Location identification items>
◇ ◇ ◇ ◇
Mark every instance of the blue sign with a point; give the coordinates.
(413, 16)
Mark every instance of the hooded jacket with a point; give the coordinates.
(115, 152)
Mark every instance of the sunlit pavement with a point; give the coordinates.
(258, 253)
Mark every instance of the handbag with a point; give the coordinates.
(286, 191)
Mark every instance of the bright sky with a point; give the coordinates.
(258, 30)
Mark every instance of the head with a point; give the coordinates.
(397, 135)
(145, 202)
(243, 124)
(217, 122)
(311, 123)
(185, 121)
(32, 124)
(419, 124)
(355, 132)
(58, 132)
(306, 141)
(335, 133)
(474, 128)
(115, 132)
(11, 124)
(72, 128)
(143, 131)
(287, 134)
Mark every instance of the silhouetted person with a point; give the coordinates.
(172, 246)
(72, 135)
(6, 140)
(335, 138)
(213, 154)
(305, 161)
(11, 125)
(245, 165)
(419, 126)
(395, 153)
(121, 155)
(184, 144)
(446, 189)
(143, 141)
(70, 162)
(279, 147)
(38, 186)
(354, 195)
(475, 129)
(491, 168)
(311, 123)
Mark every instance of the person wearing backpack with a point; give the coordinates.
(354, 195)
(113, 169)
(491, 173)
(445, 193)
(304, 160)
◇ ◇ ◇ ◇
EXERCISE OBJECTIVE>
Scale the listing above by writing out every line again, requests included, with each point coordinate in the answers multiplied by 1.65 and rounded to the nearest whole number, halves rounded up.

TASK SOLUTION>
Mark every instance of the blue sign with a point; give the coordinates.
(681, 26)
Mark every instance of the hooded jacket with a point; give the coordinates.
(190, 251)
Mark every instance of the sunlit pavement with a point; give the coordinates.
(426, 417)
Mark every instance of the handbag with a point; give the coordinates.
(472, 315)
Mark every instance of the bright sky with a point; give the coordinates.
(426, 50)
Mark every instance of the head with a point; give the coordinates.
(655, 223)
(239, 333)
(401, 205)
(358, 201)
(513, 203)
(305, 200)
(53, 205)
(691, 205)
(586, 218)
(96, 218)
(505, 233)
(553, 219)
(782, 211)
(190, 218)
(18, 205)
(119, 211)
(236, 216)
(474, 221)
Mark every instance of the silhouetted person with a point; give the coordinates.
(284, 406)
(119, 223)
(10, 231)
(553, 228)
(351, 254)
(503, 266)
(18, 206)
(404, 272)
(691, 208)
(652, 252)
(200, 256)
(304, 238)
(736, 312)
(236, 233)
(116, 267)
(460, 243)
(63, 307)
(584, 322)
(784, 213)
(810, 277)
(513, 203)
Mark every instance of the person wearing backpack with a point; give the coordinates.
(584, 322)
(186, 279)
(810, 285)
(734, 318)
(502, 264)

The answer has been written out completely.